Pointing records
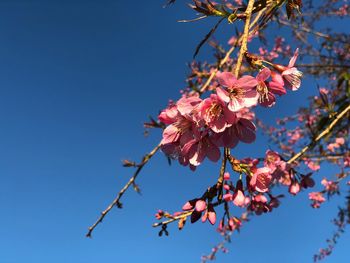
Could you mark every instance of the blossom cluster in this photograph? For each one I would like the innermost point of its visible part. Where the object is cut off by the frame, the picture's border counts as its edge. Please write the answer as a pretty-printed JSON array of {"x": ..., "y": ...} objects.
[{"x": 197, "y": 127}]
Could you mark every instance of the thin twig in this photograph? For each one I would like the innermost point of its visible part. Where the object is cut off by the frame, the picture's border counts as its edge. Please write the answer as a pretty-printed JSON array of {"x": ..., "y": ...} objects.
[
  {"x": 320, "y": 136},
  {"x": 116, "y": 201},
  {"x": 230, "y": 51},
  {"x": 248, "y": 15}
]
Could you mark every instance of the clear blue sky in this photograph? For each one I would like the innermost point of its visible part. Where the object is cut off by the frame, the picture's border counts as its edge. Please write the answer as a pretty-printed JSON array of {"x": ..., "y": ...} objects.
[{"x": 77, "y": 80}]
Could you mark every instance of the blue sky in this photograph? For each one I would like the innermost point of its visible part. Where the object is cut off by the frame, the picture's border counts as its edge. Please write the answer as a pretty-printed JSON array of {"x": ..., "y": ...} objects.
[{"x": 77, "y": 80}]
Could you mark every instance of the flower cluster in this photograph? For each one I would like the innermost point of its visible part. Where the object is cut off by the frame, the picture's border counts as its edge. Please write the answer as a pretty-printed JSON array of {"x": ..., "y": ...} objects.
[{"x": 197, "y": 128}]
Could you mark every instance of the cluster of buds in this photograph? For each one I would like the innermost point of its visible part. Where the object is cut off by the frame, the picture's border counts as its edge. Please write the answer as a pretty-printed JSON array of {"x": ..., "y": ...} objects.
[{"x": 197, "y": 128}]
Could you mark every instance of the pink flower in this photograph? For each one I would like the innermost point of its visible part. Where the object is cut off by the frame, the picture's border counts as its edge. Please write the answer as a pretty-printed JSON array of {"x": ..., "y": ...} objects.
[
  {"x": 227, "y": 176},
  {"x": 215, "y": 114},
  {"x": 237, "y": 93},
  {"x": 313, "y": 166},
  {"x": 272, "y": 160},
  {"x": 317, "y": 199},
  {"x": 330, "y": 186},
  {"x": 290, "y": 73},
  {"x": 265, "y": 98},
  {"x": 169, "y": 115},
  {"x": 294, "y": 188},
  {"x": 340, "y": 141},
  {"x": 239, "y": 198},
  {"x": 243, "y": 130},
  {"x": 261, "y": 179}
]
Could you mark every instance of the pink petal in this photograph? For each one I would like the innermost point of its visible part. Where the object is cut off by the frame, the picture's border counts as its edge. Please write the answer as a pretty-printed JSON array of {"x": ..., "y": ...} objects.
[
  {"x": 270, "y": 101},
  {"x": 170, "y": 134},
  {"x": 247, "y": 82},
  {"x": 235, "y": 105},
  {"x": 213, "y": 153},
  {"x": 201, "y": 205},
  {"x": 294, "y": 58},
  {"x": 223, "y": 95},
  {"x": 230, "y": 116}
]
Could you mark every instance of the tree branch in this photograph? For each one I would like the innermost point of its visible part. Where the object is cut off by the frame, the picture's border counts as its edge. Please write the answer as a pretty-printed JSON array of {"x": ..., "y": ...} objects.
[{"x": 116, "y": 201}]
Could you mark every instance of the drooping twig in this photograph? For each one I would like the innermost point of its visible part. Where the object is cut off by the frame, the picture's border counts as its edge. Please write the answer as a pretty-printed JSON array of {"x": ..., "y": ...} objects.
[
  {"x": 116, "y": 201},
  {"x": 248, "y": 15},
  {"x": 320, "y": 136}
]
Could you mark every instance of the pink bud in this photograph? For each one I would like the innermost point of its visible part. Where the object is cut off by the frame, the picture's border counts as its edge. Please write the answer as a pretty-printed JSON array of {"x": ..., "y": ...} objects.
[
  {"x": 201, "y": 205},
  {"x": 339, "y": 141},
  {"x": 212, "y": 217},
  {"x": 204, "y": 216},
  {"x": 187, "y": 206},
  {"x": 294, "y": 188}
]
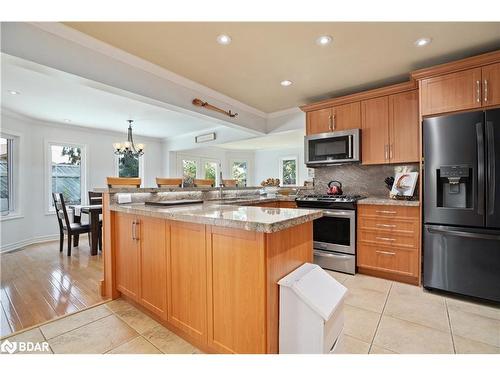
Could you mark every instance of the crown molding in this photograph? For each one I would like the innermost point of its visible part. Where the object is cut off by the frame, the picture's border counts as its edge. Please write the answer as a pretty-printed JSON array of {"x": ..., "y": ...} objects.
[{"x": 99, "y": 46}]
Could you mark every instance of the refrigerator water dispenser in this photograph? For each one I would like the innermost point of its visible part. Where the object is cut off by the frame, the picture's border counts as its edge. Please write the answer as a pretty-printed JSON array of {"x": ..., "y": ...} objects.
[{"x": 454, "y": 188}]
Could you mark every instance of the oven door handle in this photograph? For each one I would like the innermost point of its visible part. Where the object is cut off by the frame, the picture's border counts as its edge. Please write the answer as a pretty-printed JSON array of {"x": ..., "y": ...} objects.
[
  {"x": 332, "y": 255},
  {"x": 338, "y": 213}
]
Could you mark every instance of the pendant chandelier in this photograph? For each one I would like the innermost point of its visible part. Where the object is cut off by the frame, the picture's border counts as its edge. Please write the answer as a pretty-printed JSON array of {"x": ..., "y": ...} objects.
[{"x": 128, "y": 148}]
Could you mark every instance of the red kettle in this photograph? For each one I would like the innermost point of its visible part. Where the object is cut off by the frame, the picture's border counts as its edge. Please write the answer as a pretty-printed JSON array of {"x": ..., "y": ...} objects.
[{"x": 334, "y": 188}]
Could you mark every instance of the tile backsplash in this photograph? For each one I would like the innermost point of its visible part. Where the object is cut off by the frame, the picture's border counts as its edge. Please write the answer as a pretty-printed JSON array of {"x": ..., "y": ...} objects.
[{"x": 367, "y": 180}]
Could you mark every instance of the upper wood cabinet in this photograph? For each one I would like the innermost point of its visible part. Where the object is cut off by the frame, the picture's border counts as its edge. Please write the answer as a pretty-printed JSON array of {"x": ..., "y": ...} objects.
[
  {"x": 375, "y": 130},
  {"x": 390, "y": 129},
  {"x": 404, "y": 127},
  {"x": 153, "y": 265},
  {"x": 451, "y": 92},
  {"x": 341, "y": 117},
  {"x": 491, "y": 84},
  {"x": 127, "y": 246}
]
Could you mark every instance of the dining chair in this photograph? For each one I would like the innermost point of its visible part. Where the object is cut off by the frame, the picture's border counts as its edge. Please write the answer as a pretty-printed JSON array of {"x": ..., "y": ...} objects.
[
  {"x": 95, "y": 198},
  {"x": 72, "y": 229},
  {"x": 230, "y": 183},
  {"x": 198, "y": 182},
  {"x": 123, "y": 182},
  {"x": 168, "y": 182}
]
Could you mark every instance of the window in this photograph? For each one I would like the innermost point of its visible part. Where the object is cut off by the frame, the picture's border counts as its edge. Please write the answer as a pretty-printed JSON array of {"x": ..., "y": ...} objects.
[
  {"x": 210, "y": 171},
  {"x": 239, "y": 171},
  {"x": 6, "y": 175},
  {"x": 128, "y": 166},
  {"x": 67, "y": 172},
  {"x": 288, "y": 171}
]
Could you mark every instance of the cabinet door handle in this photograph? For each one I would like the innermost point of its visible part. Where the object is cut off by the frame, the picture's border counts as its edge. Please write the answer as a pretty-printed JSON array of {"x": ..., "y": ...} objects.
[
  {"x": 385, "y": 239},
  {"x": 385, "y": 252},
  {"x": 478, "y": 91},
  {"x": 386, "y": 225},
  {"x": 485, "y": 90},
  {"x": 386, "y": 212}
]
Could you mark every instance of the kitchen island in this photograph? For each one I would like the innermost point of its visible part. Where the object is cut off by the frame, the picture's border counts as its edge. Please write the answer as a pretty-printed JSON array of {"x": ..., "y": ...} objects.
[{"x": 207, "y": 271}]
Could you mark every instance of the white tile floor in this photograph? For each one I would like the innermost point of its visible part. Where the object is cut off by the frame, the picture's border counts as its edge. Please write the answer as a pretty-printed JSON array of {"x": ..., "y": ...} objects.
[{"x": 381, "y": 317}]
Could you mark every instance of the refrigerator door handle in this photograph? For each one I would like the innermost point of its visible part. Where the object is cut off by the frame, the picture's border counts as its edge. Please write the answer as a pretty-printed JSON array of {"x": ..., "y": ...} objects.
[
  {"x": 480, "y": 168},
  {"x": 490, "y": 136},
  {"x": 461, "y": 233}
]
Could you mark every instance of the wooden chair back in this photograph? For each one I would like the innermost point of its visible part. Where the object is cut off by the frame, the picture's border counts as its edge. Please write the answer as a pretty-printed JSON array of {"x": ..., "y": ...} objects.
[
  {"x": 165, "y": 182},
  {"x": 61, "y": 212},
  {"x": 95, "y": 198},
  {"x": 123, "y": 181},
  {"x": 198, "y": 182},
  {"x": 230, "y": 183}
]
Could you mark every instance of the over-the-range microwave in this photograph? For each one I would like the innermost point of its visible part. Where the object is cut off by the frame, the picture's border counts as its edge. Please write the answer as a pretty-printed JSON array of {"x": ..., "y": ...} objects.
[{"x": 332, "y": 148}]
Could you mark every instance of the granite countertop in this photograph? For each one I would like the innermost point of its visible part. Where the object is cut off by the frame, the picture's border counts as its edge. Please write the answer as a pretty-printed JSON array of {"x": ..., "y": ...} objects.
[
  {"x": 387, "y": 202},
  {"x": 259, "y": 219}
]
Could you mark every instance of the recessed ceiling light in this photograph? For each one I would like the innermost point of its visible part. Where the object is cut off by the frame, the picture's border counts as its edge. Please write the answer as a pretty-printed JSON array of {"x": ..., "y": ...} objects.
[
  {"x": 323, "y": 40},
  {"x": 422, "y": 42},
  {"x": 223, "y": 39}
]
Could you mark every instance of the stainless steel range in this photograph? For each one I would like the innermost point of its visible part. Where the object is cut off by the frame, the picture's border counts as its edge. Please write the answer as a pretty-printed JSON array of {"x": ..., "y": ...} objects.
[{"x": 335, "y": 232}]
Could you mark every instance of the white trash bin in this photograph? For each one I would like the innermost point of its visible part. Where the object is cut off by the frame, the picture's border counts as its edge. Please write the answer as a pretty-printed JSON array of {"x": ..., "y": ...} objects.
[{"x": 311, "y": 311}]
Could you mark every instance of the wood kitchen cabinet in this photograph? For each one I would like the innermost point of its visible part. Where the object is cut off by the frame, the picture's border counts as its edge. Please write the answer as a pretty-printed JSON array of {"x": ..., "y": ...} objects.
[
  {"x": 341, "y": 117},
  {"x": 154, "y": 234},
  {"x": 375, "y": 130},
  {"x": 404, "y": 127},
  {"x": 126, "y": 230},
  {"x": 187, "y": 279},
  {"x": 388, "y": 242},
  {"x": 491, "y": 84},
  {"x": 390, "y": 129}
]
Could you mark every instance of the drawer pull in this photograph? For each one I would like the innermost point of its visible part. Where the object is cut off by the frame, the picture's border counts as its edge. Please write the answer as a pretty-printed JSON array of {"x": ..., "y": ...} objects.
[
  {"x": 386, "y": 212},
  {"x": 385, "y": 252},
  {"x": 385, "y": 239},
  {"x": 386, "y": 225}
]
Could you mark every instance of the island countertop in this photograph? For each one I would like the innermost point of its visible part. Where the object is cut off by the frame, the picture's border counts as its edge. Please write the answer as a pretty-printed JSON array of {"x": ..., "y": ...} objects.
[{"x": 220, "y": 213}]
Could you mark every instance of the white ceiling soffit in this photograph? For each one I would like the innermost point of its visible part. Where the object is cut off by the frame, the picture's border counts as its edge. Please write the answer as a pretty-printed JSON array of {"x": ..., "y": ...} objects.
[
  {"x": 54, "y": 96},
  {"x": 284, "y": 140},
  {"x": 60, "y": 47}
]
...
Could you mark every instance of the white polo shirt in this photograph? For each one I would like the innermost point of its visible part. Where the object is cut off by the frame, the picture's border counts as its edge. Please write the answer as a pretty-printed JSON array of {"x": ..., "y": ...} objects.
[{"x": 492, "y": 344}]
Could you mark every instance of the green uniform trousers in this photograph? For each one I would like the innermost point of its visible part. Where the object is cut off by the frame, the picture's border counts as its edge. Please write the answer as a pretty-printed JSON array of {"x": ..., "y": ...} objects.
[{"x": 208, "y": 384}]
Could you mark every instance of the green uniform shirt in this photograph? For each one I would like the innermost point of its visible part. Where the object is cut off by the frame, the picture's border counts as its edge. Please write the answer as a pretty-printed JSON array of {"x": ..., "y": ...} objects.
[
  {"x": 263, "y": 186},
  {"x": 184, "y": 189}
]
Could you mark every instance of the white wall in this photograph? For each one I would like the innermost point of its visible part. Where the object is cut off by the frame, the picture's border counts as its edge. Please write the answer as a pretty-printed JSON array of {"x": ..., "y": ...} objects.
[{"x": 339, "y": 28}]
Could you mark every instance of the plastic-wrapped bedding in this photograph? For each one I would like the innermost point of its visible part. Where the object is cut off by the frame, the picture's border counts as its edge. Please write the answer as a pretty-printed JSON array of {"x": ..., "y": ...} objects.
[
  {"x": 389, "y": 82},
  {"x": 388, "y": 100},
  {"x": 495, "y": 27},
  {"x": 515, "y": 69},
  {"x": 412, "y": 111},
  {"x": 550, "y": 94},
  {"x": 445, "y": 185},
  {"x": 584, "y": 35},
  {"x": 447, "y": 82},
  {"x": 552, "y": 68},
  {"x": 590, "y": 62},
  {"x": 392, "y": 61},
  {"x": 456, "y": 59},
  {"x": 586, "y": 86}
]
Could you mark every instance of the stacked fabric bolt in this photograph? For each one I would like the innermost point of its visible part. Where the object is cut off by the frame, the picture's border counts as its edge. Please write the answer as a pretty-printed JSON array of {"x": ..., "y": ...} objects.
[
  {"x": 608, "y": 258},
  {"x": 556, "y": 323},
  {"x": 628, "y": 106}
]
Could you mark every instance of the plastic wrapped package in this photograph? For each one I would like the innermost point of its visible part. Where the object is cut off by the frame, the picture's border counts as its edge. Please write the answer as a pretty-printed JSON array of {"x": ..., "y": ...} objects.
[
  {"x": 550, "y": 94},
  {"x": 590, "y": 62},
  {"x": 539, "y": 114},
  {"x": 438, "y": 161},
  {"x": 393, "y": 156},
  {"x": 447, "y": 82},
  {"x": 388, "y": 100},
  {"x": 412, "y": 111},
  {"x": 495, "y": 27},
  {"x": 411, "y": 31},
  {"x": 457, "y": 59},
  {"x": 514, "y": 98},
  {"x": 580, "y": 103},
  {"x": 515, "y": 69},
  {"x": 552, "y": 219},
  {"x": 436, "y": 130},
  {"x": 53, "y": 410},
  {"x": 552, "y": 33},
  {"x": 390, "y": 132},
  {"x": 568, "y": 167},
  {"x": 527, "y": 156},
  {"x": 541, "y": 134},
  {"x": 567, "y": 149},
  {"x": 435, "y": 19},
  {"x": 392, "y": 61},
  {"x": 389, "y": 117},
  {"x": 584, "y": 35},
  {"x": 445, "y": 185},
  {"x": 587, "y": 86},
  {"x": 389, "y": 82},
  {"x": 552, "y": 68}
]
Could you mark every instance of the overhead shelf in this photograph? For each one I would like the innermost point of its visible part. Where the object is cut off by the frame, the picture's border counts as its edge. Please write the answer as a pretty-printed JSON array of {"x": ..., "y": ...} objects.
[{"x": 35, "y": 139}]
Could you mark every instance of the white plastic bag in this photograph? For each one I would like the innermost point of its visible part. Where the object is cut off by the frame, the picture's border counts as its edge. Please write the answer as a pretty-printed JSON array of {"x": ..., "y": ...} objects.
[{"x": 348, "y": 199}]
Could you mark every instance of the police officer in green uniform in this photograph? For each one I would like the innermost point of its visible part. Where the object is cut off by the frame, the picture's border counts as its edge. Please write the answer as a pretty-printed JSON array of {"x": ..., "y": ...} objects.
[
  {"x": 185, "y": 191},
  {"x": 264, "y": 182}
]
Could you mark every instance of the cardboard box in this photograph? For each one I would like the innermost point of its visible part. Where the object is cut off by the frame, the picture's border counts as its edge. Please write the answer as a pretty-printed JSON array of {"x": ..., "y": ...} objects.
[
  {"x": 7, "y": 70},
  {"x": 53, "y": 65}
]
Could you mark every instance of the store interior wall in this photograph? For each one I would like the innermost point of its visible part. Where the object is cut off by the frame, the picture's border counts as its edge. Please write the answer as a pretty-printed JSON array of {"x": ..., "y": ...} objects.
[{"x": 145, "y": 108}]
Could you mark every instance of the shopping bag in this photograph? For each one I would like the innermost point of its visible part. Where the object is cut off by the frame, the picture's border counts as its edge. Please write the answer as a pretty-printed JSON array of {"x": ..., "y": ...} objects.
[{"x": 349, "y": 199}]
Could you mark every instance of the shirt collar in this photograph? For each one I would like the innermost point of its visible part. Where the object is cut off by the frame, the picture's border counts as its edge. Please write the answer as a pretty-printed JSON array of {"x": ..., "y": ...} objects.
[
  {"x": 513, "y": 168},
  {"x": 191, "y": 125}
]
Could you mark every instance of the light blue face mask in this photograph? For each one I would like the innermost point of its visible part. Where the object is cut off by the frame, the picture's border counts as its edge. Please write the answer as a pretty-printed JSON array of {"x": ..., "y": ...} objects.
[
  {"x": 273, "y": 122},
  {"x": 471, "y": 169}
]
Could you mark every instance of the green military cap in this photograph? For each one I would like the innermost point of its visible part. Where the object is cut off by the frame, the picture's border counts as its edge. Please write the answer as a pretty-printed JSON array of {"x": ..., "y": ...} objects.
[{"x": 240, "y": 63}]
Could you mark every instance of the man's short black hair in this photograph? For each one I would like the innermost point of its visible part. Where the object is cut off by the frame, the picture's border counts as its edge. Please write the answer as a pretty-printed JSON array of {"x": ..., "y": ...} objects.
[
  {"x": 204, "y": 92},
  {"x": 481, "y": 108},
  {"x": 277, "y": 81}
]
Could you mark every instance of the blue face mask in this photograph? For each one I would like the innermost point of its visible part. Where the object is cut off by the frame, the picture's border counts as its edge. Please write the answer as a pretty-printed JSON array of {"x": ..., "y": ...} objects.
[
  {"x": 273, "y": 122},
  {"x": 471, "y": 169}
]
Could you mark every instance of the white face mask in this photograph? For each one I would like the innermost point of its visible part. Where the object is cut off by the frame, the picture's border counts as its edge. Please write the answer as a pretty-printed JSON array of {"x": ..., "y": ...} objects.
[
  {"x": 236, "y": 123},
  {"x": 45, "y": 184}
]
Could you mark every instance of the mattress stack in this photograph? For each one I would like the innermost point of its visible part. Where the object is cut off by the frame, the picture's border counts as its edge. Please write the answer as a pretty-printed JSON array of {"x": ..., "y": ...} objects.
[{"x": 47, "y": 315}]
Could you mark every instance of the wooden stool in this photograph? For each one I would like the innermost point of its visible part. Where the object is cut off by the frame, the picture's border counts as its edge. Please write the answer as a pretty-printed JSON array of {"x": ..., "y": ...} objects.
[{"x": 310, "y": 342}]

_Do this_: Count how many lines of the records above contain the string "floor", with case counting, and reply with that number alone.

_Written solution_: 1